### [Source]
......
Johnson was first attracted to the Patriot cause by what he and his associates considered Parliament's unwarranted interference in the government of the colonies. At this time he was somewhat of a radical, writing about “chains and shackles,” “stamps and slavery,” and the “late fatal acts” that would reduce America to “Roman provinces in the time of the Caesar.”[3] He started forming alliances with the Connecticut Son's of Liberty and working against the re-election of Loyalist Governor Thomas Fitch.
He was elected one of three delegates from Connecticut to the Stamp Act Congress, where in 1765 he served on the committee defining the rights of British Colonists arguing the right of the colonies to decide tax policies for themselves.[4] According to his biographer Beardsley, Johnson "was a guiding and controlling spirit in the Assembly."[5] He authored the seminal Report of Committee at Congress on Colonia Rights,[6] that evolved into the Stamp Act Declaration of Rights and Grievances, the final version of which is in his hand.[7] He was also on the committee that authored the Petition to the King.[8]
The declaration, petitions, and pressure from London merchants forced Parliament to repeal the Stamp Act in 1766. But that year, Connecticut faced a new problem with a seventy year old unsettled legal case involving Mohegan Indians lands. The British wanted to use the case as a pretext to cancel Connecticut's Royal Charter of 1662. Johnson agreed to become a special Colonial Agent to fight the case. Johnson left his family, his political career, and his legal practice to argue in London for Connecticut's charter, where he lived from 1767 to 1771.
......
### [Listed records]
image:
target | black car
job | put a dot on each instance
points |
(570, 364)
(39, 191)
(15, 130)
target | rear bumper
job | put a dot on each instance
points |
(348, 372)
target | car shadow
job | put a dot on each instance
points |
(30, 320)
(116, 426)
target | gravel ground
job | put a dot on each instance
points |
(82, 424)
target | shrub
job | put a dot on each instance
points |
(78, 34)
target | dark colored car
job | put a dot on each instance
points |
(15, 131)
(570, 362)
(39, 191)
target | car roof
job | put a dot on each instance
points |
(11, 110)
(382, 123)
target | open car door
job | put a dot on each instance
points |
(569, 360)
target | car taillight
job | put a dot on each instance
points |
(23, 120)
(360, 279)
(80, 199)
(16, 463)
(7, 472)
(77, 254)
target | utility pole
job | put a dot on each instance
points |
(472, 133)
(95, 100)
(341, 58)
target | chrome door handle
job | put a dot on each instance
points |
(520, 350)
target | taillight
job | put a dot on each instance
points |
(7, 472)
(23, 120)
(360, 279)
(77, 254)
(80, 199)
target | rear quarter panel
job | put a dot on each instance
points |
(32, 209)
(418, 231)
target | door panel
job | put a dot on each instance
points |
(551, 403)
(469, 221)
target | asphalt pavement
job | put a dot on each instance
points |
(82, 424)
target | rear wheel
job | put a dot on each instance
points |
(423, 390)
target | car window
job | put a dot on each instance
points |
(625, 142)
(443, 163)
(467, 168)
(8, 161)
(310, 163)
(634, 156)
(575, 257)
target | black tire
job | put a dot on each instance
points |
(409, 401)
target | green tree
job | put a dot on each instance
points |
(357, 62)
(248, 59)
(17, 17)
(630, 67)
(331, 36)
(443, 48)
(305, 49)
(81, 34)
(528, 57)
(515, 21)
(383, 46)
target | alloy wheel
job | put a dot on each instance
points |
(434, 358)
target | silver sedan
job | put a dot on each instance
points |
......
### [Complete the following]
**1.** According to the passage about Johnson, where did he live from 1767 to 1771?
**2.** Write the next part of the passage about Johnson, picking up after its last sentence.
The listing is separate material and has no connection to the passage about Johnson.

### [Task-by-task results]
**1.** He lived in London.

**2.**
While a Colonial Agent he sharply criticized British policy toward the colonies. His experience in Britain convinced him that Britain's policy was shaped more by ignorance of American conditions, not through the sinister designs of a wicked government, as many Patriots alleged. As the Patriots became more radical in their demands, Johnson found it difficult to commit himself wholeheartedly to the cause. Although he believed British policy unwise, he found it difficult to break his own connections with the mother country. A scholar of international renown, he had many friends in Britain and among the British and American Loyalists. The English author Samuel Johnson said of him, "Of all those whom the various accidents of life have brought within my notice, there is scarce anyone whose acquaintance I have more desired to cultivate than yours."[9] He was also bound to Britain by religious and professional ties. He enjoyed close associations with the Anglican Church in England and with the scholarly community at Oxford, which awarded him an honorary degree in 1766.
Fearing the consequences of independence for both the colonies and the mother country, Johnson sought to avoid extremism and to reach a compromise on the outstanding political differences between the protagonists. However, his court case against the British government that was supposed to take a few months was dragged out for five years, during which time he was away from his family, lost his law firm's clients, and received little thanks, little reward, and endured criticism for his association with the British. He returned home late in 1771, just in time to spend three months with his father before he died. He was appointed a member of the colony's Supreme Court (1772–1774).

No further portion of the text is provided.